** Source data **

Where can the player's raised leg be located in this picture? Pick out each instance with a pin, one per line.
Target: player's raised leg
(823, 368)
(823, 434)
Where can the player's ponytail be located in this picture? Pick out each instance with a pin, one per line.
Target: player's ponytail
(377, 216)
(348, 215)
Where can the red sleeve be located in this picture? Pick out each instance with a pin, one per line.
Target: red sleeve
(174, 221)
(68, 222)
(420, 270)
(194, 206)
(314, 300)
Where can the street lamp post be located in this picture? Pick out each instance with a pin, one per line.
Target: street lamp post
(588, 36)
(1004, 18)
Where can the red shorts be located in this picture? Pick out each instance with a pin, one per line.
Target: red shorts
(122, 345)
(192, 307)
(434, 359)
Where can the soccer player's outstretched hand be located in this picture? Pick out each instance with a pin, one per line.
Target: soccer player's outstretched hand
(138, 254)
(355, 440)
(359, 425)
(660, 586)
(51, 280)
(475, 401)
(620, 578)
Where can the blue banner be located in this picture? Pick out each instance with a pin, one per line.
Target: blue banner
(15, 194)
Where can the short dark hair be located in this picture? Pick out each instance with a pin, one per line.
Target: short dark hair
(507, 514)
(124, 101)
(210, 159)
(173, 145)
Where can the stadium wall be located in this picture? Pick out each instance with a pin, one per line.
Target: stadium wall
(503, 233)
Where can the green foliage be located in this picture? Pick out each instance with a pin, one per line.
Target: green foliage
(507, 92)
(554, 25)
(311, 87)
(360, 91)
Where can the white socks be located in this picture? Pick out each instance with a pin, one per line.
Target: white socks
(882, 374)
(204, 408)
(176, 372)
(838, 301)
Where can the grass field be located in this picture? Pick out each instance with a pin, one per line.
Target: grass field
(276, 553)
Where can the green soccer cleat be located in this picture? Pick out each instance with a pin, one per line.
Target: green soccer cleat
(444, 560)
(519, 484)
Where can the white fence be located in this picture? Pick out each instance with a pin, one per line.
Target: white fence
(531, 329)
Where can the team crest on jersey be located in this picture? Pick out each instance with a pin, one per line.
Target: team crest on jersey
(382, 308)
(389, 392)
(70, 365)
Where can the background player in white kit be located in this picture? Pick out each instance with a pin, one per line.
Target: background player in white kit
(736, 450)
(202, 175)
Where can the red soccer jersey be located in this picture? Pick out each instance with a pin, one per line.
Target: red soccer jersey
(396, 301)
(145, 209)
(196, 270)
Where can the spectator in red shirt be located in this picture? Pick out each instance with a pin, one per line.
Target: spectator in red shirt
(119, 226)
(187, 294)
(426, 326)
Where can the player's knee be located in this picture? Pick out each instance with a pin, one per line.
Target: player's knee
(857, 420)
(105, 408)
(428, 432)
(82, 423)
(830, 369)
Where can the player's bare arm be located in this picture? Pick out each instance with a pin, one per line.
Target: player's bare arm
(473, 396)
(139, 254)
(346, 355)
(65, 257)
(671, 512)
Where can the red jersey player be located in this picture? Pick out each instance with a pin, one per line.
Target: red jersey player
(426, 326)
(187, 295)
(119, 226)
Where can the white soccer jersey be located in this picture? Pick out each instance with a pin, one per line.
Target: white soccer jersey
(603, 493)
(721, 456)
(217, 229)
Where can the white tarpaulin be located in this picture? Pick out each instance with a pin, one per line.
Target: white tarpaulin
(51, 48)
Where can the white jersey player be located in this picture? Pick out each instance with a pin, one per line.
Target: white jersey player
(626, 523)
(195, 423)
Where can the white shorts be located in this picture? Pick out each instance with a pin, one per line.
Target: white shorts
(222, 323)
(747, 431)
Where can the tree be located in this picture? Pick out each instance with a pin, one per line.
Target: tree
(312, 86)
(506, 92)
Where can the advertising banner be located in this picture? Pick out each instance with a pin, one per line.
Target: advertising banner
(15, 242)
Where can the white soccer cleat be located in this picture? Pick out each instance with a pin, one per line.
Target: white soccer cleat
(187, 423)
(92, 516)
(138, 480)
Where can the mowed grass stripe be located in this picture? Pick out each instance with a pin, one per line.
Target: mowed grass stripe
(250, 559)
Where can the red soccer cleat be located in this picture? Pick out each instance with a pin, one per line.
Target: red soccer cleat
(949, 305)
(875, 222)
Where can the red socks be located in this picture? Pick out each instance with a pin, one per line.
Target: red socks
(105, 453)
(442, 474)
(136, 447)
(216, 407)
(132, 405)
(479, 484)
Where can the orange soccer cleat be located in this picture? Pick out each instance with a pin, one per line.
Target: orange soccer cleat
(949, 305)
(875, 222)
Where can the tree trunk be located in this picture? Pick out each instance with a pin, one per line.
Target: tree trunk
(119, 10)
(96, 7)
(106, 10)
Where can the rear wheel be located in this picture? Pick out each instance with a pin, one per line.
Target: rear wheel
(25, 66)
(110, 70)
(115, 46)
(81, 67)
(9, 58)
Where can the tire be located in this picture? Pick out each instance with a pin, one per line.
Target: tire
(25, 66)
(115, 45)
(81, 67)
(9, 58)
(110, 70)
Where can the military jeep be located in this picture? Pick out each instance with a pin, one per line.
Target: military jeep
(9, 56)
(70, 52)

** Task description **
Could you copy out all of the records above word for word, with no changes?

** Right answer **
Where can the player's raised leg be located in this picture? Pick out each instance with a pin, one per line.
Target: player's raised leg
(823, 368)
(823, 434)
Where can the player's ponytail be located in this picture? Pick out each instance with a pin, one per line.
Target: player's ponytail
(377, 216)
(348, 215)
Where can the red sleeve be located in this picture? Pick out each instance with a pin, one per line.
Target: red sleeve
(174, 221)
(68, 222)
(420, 270)
(194, 206)
(314, 300)
Where can the street lamp post be located in this picture? Pick out each instance with a pin, one per line.
Target: street lamp post
(588, 36)
(1004, 18)
Where can the red shorts be located in this picture? Pick out each instance with a pin, one per line.
Target: red shorts
(122, 345)
(192, 307)
(434, 359)
Where can the soccer player's outstretched hand be located in this picture? Pick out each instance with a pin, one per line.
Target: soccer player's outstretched hand
(138, 254)
(355, 440)
(359, 425)
(660, 586)
(51, 280)
(475, 401)
(620, 578)
Where can the blue banner be located in this picture? Pick out each instance with a pin, one per line.
Target: blue banner
(15, 194)
Where can the short dark hair be located in this picture? Pick out each instance with a pin, one per line.
Target: short dark hair
(507, 514)
(124, 101)
(210, 159)
(173, 145)
Where can the stadium wall be located in this picture? Pick out each instance with a pin, one per line.
Target: stadium wall
(503, 233)
Where can the green foliage be located in this picture? Pick out each instance with a pin, one per line.
Target: green foliage
(507, 92)
(554, 25)
(311, 87)
(360, 91)
Where can the white socks be located in this picture? Pick out each instance with a pin, one per line.
Target: white socks
(882, 374)
(204, 408)
(176, 372)
(838, 301)
Where can the grass field be located in this picture? Pick out each instance with a pin, one per line.
Target: grass field
(276, 553)
Where can the green soccer cleat be located in this picture? Pick out each instance with a pin, one per line.
Target: green soccer cleat
(444, 560)
(519, 484)
Where can the white fence be located in this picture? Pick out each instance with a pin, one per line.
Target: white fence
(531, 329)
Where can the team crest on jersey be located in this picture? Pick out each instance with a pin, one per line.
Target: team crest on jersey
(382, 308)
(389, 392)
(70, 365)
Where can the background player in white kit be located in this picture? Pick out each instance with a pin, one per line.
Target: background player in white kit
(736, 450)
(202, 175)
Where can the red soccer jersey be located in this picture? Pick out each instance with a pin, one per line.
Target: red soccer jersey
(396, 301)
(145, 209)
(196, 270)
Where can the spectator in red shirt be located in this picture? Pick out each instance with a pin, one per line.
Target: spectator in red shirt
(119, 226)
(187, 294)
(426, 326)
Where can the player's knee be located in this picture? Pick out each instance with a pin, one per line.
Target: player's knee
(857, 420)
(105, 408)
(428, 432)
(82, 423)
(830, 369)
Where can the player's bare arm be located in this picture? Pick out each instance with a pin, one per line.
Target: player's bare arm
(473, 396)
(139, 254)
(346, 355)
(65, 257)
(671, 512)
Where can the red jersey player be located in this picture? Pick out each instance with a pin, one per line.
Target: red jersey player
(426, 326)
(187, 295)
(119, 226)
Where can the white soccer jersey be located in this picture? Pick out each instance with a pin, one per line.
Target: white soccer jersey
(603, 493)
(721, 456)
(217, 229)
Where can the white tarpaulin be located in this picture? Pick out each instance with a pin, one per line.
Target: white tarpaulin
(51, 48)
Where can the white jersey player be located in this picture? Pick out each instance with a pin, one per line.
Target: white jersey player
(626, 523)
(195, 423)
Where can the white shorts be located in this picture? Pick out each instance with a pin, one per line.
Target: white shorts
(222, 323)
(747, 431)
Where can the tree be located in this picture? Pick out each instance with a pin, one per line.
Target: tree
(312, 86)
(506, 92)
Where can the advertising banner be located in this picture? Pick out each instance with a pin, one per line.
Target: advertising banner
(15, 242)
Where can the white soccer cleat be located in this picture? Pick out each instance with a pin, one per line.
Target: white soccer cleat
(187, 423)
(92, 516)
(138, 480)
Where can the mowed grass stripe be located in this picture? Pick out each instance with a pin, one per line.
Target: mowed grass stripe
(250, 559)
Where can the red soccer cleat be located in this picture? Pick out each instance with a pin, one per line.
Target: red soccer cleat
(949, 305)
(875, 222)
Where can the red socks be located in this picture? Pick out each instance with a pin, one per line.
Target: red socks
(105, 453)
(442, 474)
(136, 447)
(216, 407)
(132, 405)
(479, 484)
Where can the orange soccer cleat be located in this picture? Pick out each instance with a pin, one per line.
Target: orange soccer cleat
(949, 305)
(875, 222)
Where can the tree trunk be located in this picture? Pick out each instance with a pin, one per line.
Target: tree trunk
(119, 10)
(96, 7)
(106, 10)
Where can the rear wheel be located in this picture? Pick out each instance with a pin, one per line.
Target: rear wheel
(25, 66)
(110, 70)
(115, 46)
(81, 67)
(9, 58)
Where can the tire be located in this picture? Pick out each instance with a pin, one per line.
Target: tire
(25, 66)
(115, 45)
(81, 67)
(9, 58)
(110, 70)
Where can the military jeep be located in this picture? Pick out each instance with a pin, one per line.
Target: military jeep
(9, 56)
(70, 52)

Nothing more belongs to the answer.